● DIRECTIONS FOR THIS TASK
In the Viñales diary, why did the writer and companion skip paying the fee to go up to the Mural de la Prehistoria?
━━━ TEXT
Cuba Diary #3: Viñales

If you think Cuba is all colonial towns and beaches, think again. Viñales, 2.5 hours west of Havana, is a valley and natural reserve nestled amongst limestone mountains that will show you the natural side of Cuba. When I talked to some friends who had gone to Cuba before for some tips, they all said “Oh, it’s really boring, there’s nothing there,” but I’m glad I didn’t listen, because Viñales turns out to be one of my favorite places in Cuba.

We were picked up from our casa in Havana in a modern minivan, which was a nice surprise. The town of Viñales itself is tiny and rather reminds me of the ethic villages I saw in Buon Ma Thuot, with the red dirt tracks, the small, colorful bungalows lining the streets, and the mountains in the distance. We were dropped off at our casa, Casa Estrella y Celestino, and greeted by the host, Sady. She runs the place with the help of her parents and her sisters, and during our short stay there, we really felt like a part of the family.

Selfie with Sady, her baby, and her mom!

Per Sady’s suggestion, we decided to go on a horse-riding tour that afternoon (25 CUC/person, for 3-5 hours). Neither of us have ridden before, but we thought, how hard can it be? Boy, were we wrong. We did not know what we were in for as we blithely followed the guide to the horse farm, but as I climbed on my horse, I began to feel something was not right – the horses were on the small side, yet our legs could not reach the stirrups.

Our horses

And thus began our ordeal. Every time the horses broke into anything faster than a sedate walk, we would be jolted so violently that it was all we could do to hang on for dear life. The horses were very gentle and knew the way so well that we could have just sat there and they would have taken us where we needed to go. In fact, it was our clumsy handling of the horses that made it worse. The valley is gorgeous, but I didn’t see a lot of it because I was terrified of falling off.

A calm moment during the storm

We got some brief repose at the Mural de la Prehistoria (not a real prehistoric mural, but rather a mural inspired by the theory of evolution, painted in 1961). You can pay a fee to go up to it, but we chose not to – you could see it much better from afar anyway.

Later, we stopped at a tobacco farm and learned about the cigar making process, and had our first taste of a Cuban cigar (well, my friend did.)

A tobacco drying house

When the tour was done, I came away with a giant bruise on my hip (from getting hit by my camera) and mad respect for all riders.
━━━━━━
━━━ GIVEN ENTRIES
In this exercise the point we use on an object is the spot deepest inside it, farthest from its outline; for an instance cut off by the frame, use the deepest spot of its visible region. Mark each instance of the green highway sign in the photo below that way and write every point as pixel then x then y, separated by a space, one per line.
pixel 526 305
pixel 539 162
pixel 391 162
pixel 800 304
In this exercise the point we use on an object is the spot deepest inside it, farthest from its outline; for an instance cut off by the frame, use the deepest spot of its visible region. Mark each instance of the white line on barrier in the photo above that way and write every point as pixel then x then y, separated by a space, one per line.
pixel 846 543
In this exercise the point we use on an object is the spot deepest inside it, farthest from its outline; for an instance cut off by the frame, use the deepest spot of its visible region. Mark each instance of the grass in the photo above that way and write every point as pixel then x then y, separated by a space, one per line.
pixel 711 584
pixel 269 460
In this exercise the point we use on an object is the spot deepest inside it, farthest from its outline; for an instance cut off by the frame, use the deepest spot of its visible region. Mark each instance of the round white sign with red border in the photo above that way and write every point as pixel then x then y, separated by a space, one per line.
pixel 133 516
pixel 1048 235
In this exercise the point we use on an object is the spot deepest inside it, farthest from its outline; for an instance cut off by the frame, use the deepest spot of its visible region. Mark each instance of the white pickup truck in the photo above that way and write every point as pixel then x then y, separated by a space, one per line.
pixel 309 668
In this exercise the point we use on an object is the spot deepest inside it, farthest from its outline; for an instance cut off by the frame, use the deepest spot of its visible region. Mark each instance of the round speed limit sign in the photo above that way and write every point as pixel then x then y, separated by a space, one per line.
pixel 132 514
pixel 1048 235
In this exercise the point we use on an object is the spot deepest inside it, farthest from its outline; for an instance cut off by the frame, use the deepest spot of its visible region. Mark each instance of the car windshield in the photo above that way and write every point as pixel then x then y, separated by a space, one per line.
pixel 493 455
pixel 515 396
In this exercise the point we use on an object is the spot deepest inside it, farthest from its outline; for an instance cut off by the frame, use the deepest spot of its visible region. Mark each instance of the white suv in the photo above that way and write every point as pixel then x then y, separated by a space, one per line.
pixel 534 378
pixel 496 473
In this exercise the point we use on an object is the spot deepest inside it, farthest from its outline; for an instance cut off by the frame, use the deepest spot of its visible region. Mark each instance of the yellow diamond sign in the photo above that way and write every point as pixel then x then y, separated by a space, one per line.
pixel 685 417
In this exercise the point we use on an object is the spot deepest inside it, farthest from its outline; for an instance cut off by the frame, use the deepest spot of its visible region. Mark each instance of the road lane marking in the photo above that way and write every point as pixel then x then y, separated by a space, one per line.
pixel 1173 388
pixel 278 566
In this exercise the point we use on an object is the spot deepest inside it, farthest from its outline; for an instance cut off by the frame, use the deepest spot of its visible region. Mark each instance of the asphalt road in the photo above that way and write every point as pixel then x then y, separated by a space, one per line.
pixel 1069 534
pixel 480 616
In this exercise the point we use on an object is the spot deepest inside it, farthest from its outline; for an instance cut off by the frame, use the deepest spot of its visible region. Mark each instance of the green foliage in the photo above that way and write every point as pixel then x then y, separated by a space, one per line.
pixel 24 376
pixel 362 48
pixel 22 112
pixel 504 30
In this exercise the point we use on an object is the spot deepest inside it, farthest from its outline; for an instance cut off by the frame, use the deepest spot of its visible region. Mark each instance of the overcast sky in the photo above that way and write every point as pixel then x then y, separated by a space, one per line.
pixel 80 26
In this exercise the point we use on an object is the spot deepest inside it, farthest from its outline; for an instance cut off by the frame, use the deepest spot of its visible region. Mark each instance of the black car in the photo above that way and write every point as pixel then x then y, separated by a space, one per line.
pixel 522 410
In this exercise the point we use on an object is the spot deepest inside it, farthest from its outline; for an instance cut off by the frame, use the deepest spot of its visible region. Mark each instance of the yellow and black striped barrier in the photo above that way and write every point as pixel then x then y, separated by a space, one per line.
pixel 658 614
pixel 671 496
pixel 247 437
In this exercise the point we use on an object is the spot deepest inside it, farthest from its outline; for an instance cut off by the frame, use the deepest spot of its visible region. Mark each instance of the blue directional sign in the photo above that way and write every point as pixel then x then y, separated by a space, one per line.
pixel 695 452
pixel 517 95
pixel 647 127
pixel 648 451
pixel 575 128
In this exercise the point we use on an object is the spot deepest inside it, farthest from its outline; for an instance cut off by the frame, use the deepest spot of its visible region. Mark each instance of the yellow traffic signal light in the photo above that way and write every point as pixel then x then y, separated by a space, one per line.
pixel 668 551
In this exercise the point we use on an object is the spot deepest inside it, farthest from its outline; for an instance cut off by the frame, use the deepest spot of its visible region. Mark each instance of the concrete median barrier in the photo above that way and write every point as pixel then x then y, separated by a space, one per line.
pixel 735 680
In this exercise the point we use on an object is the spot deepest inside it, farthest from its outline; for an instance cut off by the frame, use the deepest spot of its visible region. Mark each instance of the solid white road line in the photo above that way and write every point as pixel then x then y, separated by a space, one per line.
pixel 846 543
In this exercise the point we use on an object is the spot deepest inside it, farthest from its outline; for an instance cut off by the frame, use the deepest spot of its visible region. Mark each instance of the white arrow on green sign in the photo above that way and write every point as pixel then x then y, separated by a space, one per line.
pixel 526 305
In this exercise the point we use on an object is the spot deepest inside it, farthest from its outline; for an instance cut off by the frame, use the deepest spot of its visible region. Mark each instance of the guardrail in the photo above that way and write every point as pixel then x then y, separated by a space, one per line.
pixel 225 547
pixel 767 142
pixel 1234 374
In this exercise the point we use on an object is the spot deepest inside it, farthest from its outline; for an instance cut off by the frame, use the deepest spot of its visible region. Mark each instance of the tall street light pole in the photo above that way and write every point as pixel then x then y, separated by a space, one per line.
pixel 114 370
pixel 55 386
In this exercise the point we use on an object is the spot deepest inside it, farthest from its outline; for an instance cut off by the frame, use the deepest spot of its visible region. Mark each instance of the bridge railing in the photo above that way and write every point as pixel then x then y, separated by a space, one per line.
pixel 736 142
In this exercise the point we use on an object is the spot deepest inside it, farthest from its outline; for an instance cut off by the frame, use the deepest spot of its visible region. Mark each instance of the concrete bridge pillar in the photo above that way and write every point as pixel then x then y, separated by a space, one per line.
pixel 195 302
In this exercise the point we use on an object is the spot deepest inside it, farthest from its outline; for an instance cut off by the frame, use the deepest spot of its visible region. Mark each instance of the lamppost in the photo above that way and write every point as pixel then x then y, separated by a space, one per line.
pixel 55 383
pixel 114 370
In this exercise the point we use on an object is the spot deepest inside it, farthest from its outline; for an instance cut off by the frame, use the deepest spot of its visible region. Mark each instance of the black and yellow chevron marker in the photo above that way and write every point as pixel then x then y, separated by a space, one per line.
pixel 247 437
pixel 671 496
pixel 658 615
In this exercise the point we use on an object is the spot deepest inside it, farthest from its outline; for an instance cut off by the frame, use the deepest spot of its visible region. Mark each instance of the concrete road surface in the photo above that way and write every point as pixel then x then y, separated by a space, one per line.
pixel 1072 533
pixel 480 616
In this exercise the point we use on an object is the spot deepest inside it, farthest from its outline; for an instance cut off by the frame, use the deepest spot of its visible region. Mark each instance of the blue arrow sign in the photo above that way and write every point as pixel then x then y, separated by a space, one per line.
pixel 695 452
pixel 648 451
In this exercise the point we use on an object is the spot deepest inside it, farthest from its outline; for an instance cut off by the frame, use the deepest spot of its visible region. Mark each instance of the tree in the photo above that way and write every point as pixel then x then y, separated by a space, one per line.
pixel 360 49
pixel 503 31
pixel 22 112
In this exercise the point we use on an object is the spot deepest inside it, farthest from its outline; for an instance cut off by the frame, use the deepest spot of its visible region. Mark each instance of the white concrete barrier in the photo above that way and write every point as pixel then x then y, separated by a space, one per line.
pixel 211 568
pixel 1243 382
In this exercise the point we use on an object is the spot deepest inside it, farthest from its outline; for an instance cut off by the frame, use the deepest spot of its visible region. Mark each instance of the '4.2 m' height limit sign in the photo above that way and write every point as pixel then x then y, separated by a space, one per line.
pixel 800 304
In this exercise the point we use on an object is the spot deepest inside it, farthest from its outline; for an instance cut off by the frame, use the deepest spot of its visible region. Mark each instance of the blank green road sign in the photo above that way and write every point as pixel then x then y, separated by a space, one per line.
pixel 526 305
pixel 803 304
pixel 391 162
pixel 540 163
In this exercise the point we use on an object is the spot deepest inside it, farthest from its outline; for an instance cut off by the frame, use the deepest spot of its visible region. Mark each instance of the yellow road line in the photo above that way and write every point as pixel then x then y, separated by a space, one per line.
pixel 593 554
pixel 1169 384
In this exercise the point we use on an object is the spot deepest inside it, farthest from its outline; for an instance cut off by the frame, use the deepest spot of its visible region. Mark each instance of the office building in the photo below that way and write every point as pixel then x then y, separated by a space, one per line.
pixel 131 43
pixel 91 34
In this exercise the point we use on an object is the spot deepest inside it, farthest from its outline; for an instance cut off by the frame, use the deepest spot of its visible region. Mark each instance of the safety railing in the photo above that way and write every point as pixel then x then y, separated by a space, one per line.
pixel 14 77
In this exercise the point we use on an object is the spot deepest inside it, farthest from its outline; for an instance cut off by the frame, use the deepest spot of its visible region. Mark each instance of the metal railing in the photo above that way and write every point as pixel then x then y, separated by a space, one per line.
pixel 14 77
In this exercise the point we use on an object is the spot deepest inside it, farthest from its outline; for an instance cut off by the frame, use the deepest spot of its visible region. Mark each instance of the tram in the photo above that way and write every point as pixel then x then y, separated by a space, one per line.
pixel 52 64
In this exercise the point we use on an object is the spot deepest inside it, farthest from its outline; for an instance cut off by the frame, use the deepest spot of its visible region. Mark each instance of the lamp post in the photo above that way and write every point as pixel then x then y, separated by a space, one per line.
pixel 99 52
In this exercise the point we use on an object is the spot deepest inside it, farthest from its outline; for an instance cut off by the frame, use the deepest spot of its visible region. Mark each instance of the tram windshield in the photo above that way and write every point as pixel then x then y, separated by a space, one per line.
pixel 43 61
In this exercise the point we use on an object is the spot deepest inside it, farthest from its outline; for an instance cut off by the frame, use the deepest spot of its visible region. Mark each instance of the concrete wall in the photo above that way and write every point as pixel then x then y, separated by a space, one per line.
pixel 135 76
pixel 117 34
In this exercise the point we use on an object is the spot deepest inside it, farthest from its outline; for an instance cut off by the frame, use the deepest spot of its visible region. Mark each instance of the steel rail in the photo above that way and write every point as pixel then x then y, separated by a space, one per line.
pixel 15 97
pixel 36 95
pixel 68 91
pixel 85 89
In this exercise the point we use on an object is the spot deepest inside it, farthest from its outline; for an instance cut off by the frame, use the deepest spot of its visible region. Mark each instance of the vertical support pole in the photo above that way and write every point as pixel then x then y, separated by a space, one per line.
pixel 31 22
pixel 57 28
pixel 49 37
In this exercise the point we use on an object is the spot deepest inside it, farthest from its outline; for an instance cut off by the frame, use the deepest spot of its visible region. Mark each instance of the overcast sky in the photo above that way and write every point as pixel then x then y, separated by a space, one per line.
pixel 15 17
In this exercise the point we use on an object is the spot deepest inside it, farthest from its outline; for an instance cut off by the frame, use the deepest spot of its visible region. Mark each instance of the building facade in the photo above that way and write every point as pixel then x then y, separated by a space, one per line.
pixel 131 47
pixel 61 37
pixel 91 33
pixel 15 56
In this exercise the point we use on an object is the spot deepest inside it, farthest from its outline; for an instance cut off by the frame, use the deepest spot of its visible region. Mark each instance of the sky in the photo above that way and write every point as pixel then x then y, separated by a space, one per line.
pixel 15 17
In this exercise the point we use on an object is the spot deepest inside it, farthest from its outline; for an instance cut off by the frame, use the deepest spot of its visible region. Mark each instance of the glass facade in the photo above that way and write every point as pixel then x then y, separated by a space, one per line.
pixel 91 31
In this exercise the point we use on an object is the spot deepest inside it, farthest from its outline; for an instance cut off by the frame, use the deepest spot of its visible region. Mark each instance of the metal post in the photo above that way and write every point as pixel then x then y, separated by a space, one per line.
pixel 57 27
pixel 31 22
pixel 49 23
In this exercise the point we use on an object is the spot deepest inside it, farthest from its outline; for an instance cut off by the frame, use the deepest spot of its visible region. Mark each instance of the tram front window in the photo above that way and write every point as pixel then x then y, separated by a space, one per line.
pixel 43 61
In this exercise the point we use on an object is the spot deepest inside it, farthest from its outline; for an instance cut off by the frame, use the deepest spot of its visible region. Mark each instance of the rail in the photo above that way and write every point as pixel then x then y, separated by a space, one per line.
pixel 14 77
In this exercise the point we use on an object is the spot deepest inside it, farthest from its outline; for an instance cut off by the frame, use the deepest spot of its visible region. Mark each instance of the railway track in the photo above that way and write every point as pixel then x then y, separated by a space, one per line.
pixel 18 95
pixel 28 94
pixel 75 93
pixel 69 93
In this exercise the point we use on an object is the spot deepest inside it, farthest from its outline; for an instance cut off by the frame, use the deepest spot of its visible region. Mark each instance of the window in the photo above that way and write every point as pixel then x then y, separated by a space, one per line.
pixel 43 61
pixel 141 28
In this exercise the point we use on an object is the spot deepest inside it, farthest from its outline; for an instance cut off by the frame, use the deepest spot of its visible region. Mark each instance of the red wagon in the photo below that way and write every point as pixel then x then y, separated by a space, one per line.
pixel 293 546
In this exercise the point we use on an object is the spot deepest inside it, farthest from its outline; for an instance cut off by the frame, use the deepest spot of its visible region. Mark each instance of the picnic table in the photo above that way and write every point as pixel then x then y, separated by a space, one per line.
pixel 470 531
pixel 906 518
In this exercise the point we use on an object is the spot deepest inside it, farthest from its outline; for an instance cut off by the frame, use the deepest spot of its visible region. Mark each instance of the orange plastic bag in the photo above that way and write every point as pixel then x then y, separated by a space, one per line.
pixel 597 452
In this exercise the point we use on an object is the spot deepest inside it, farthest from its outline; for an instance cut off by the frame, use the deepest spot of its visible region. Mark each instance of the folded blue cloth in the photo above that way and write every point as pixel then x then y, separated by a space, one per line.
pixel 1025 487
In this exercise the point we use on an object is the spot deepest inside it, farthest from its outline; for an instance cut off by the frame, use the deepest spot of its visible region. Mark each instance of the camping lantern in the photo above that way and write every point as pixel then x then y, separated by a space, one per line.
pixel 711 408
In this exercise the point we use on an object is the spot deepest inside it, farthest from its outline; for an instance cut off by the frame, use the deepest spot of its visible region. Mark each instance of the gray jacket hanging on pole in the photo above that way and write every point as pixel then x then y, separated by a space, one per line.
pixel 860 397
━━━━━━
● RESULT FOR THIS TASK
They chose not to because the mural could be seen much better from afar anyway.